> [Request]:
Each entry below is to be given again word for word, with no pictures.
--------------------
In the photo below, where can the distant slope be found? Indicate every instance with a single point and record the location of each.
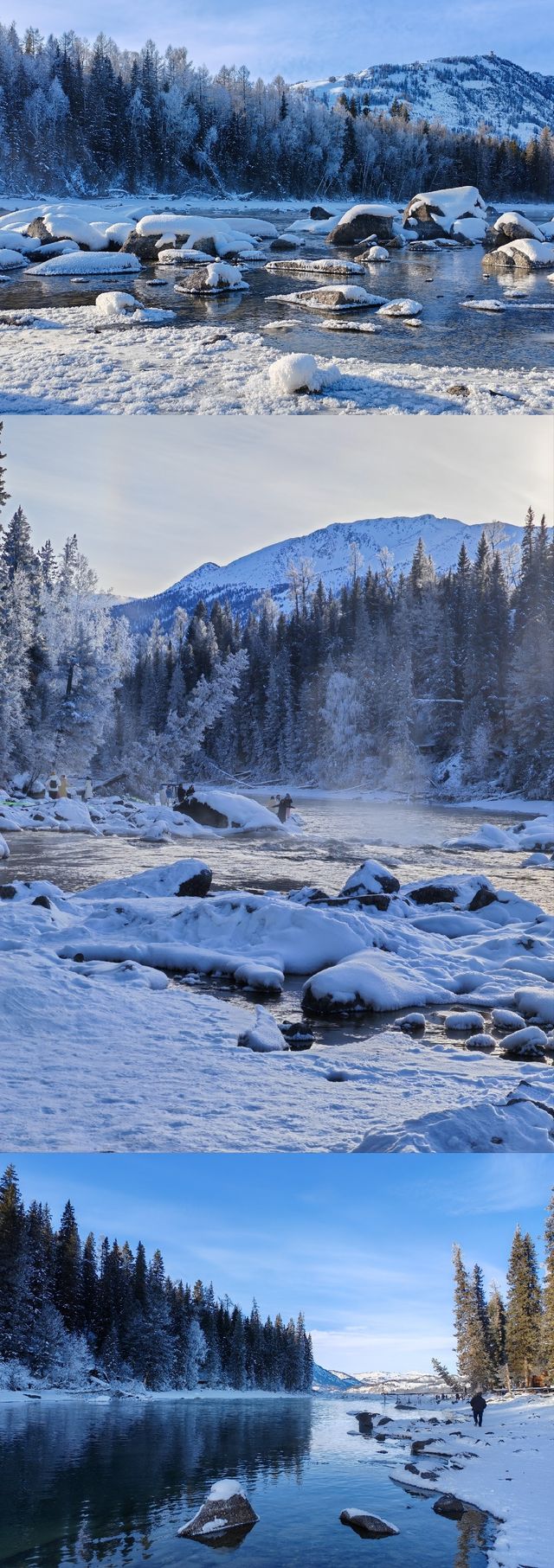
(403, 1383)
(330, 554)
(461, 93)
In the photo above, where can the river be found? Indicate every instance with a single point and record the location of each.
(332, 839)
(451, 335)
(112, 1481)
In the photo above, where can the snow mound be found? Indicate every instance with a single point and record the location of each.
(10, 259)
(115, 306)
(520, 1126)
(67, 226)
(446, 208)
(401, 308)
(82, 264)
(465, 1022)
(264, 1035)
(344, 297)
(537, 1002)
(299, 374)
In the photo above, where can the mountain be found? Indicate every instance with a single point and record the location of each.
(461, 92)
(330, 554)
(407, 1383)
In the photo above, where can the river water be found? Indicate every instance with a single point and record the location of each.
(521, 336)
(330, 841)
(112, 1481)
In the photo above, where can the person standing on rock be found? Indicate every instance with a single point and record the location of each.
(479, 1405)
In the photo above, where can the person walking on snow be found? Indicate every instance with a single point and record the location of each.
(479, 1405)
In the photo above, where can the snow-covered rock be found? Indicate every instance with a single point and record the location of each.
(293, 374)
(364, 221)
(525, 1043)
(537, 1002)
(67, 226)
(401, 308)
(225, 1510)
(368, 1525)
(117, 306)
(11, 259)
(264, 1034)
(529, 256)
(370, 877)
(506, 1020)
(214, 278)
(85, 264)
(436, 212)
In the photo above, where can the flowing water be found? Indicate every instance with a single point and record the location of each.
(112, 1481)
(328, 842)
(520, 337)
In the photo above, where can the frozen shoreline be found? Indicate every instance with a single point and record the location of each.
(504, 1469)
(63, 361)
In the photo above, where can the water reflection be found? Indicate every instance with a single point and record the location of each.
(112, 1482)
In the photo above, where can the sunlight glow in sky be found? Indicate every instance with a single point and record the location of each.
(361, 1245)
(312, 40)
(154, 497)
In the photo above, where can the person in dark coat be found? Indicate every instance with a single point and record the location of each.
(479, 1405)
(285, 808)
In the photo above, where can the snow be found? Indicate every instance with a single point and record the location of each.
(67, 226)
(10, 259)
(295, 374)
(19, 242)
(528, 253)
(121, 306)
(449, 206)
(465, 1022)
(264, 1034)
(401, 308)
(503, 1469)
(60, 366)
(218, 275)
(344, 297)
(81, 264)
(223, 1490)
(537, 1002)
(473, 229)
(520, 218)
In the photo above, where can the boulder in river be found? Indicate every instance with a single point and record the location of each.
(449, 1507)
(368, 1525)
(225, 1510)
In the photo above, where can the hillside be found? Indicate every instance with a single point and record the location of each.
(330, 555)
(461, 93)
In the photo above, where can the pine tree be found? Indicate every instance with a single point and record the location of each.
(548, 1299)
(523, 1322)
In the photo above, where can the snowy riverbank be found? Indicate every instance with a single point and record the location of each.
(504, 1469)
(74, 361)
(121, 1035)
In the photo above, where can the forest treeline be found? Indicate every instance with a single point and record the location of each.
(92, 118)
(73, 1311)
(409, 681)
(506, 1342)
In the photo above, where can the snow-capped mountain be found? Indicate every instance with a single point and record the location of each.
(328, 551)
(461, 93)
(327, 1382)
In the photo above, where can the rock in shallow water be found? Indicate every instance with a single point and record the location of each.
(368, 1525)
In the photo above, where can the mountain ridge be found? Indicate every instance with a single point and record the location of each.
(328, 549)
(461, 92)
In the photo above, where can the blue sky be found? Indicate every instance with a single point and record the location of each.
(363, 1245)
(218, 488)
(314, 38)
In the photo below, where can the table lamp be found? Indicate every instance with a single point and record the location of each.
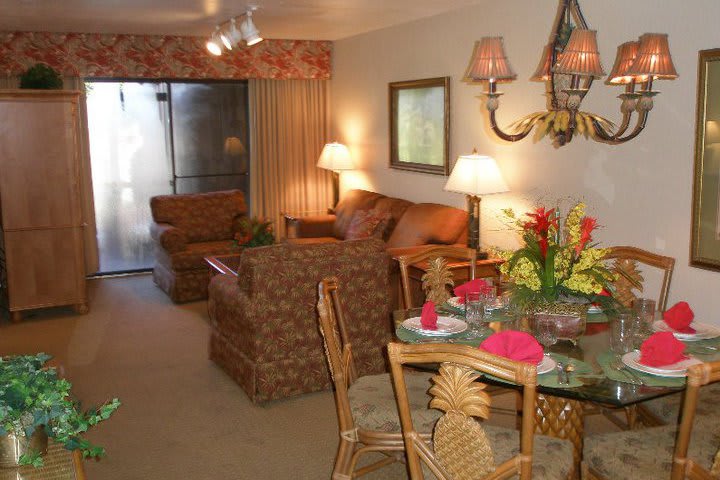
(335, 157)
(475, 175)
--------------------
> [Reply]:
In the photo below, where can the distant slope be found? Indicate every instance with a single point and record the location of each.
(403, 1383)
(330, 554)
(461, 93)
In the photo above, where can the river be found? Indicate every instance with a single point and record the location of each.
(332, 839)
(451, 335)
(112, 1481)
In the photo above, where can the snow mound be found? Indicate every instance with a single point and record the location of each.
(10, 259)
(115, 306)
(520, 1126)
(67, 226)
(446, 208)
(401, 308)
(82, 264)
(465, 1022)
(264, 1035)
(344, 297)
(537, 1002)
(299, 374)
In the photo above, where can the mountain be found? Indicate every instance with a single point and record the location of each.
(461, 92)
(330, 554)
(407, 1383)
In the photo above, where can the river water be found? Indicate every instance with a single point and record the location of each.
(521, 336)
(330, 841)
(112, 1481)
In the photo above, where can the person standing on rock be found? Indicate every instance with a single point and record the location of each.
(479, 1405)
In the photo above, where can the person walking on snow be found? Indicate every instance with a single point and record the location of each.
(479, 1405)
In the photo above, where can the snow-covered rock be found? Indicate every instance with a single point and record the location of each.
(293, 374)
(364, 221)
(525, 1043)
(537, 1002)
(67, 226)
(401, 308)
(225, 1510)
(368, 1525)
(117, 306)
(11, 259)
(264, 1034)
(529, 256)
(370, 877)
(506, 1020)
(214, 278)
(85, 264)
(436, 212)
In the photo above, where can the flowing water be found? Indicate every instance with a single point and record the location of each.
(112, 1481)
(328, 842)
(520, 337)
In the photo above, where can the frozen shoreline be found? Indicate every instance with a single point and record the location of each.
(504, 1469)
(63, 361)
In the photo above, where can the water reflection be found? Indicate every instance with a single point and record the location of each.
(112, 1482)
In the photo above, where can the sunlight glow in sky be found? Indicate every instance with a single point and record the location of each.
(361, 1245)
(312, 40)
(154, 497)
In the photo above, where can the person in dark coat be found? Indicate every instance with a single point and record the location of each.
(479, 1405)
(285, 808)
In the photo above, where can the snow be found? Indicate every instance with a single point and record the location of each.
(67, 226)
(10, 259)
(295, 374)
(19, 242)
(528, 253)
(121, 306)
(449, 206)
(465, 1022)
(264, 1034)
(401, 308)
(503, 1469)
(60, 366)
(218, 275)
(344, 297)
(81, 264)
(223, 1490)
(537, 1002)
(473, 229)
(520, 218)
In the photo above, where can the boulder in river be found? Indicate every instance with a single point and record the location of each.
(449, 1507)
(368, 1525)
(225, 1510)
In the photo above, where can the hillside be found? Indicate every instance with a single point and record the location of each.
(330, 555)
(461, 93)
In the photo above, where can the pine tree be found? Indicate every instance with a single point and record the location of each.
(548, 1299)
(523, 1322)
In the photo above, where can the snowy riverbank be found? Indicate every instance with a single point and record the location of each.
(504, 1469)
(74, 361)
(121, 1035)
In the photo above, where can the forest treeline be found? Indicate every instance with a single point and record the location of each.
(92, 118)
(73, 1311)
(409, 681)
(506, 1342)
In the photo above, where can the snow-capped mountain be found? Indicate every instance with a single point and record the location of each.
(328, 551)
(461, 93)
(327, 1382)
In the photo above, where can the rock in shallow water be found? Indicate every instance with a single point and record the location of each.
(368, 1525)
In the photo above, where can the mountain ridge be found? Indicate every instance with a single point and record the location of each.
(328, 549)
(461, 92)
In the photo above, where can the blue sky be found? Indicate every instance with a single point and record the location of each.
(363, 1245)
(218, 488)
(314, 38)
In the photo below, where can the table lamp be found? Indicate every instance with a single point and record the location of each.
(335, 157)
(475, 175)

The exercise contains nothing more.